_Source passage_
Organizations that connect people to public benefits spend a lot of time helping individuals determine whether they qualify for specific programs. Building custom tools to support this work typically requires software development resources that many program teams do not have. Benefit Decision Toolkit (BDT) addresses this by providing a low-code platform where organizations can build and publish eligibility screeners without writing code.

BDT provides low-code editors for defining eligibility logic and building a user-facing form. It handles connecting the two and publishing the result to a public URL, giving applicants a way to quickly determine whether they may qualify for a benefit.


An eligibility screener is a web-based form that:

  1. Collects relevant information from a user
  2. Evaluates that information against defined eligibility rules
  3. Displays eligibility results based on the evaluation

An eligibility form for assistance programs. The form asks if the user lives in Philly, their birthday, if they own their house, and which benefits they are enrolled in. The results show that the user is eligible for Food Assistance because they live in Philadelphia, are over 18, and are enrolled in Food Assistance. However, they are ineligible for Heating Assistance because although they are enrolled in Food Assistance and over 18, they do not own their house.

(Entries for pointing to labeled objects)
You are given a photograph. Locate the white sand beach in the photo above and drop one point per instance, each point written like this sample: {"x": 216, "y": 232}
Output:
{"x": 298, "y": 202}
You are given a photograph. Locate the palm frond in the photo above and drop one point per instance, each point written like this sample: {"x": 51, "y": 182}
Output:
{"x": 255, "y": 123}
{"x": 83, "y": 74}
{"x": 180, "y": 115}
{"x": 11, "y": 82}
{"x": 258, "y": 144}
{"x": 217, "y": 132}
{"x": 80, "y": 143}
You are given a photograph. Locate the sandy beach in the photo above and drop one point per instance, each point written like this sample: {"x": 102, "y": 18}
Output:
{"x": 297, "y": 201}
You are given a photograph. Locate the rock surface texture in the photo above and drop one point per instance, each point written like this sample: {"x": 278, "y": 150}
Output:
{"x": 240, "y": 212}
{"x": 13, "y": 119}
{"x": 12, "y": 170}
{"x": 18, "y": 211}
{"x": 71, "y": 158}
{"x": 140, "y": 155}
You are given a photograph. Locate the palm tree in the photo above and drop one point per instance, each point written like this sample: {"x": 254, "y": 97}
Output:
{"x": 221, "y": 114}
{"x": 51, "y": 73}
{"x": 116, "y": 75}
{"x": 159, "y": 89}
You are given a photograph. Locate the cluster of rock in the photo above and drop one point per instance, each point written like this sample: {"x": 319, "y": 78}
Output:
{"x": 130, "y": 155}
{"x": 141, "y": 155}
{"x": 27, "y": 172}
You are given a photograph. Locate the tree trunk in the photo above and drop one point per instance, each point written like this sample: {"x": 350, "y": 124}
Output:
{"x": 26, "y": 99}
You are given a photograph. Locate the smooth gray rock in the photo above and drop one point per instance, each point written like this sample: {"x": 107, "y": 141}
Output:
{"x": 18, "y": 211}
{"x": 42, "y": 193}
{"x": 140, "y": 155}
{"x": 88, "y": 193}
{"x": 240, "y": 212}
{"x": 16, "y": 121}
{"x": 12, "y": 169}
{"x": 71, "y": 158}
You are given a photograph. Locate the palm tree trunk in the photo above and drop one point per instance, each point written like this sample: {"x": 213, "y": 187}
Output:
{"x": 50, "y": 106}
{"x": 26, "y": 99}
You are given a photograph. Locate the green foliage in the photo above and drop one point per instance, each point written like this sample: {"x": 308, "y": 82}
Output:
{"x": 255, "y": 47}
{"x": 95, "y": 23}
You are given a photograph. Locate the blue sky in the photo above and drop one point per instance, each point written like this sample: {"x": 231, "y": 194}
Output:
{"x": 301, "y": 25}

_The request_
Quote the passage on the Benefit Decision Toolkit between "Organizations that connect" and "for a benefit.", inclusive. None of the records is required for this work.

_Written answer_
Organizations that connect people to public benefits spend a lot of time helping individuals determine whether they qualify for specific programs. Building custom tools to support this work typically requires software development resources that many program teams do not have. Benefit Decision Toolkit (BDT) addresses this by providing a low-code platform where organizations can build and publish eligibility screeners without writing code.

BDT provides low-code editors for defining eligibility logic and building a user-facing form. It handles connecting the two and publishing the result to a public URL, giving applicants a way to quickly determine whether they may qualify for a benefit.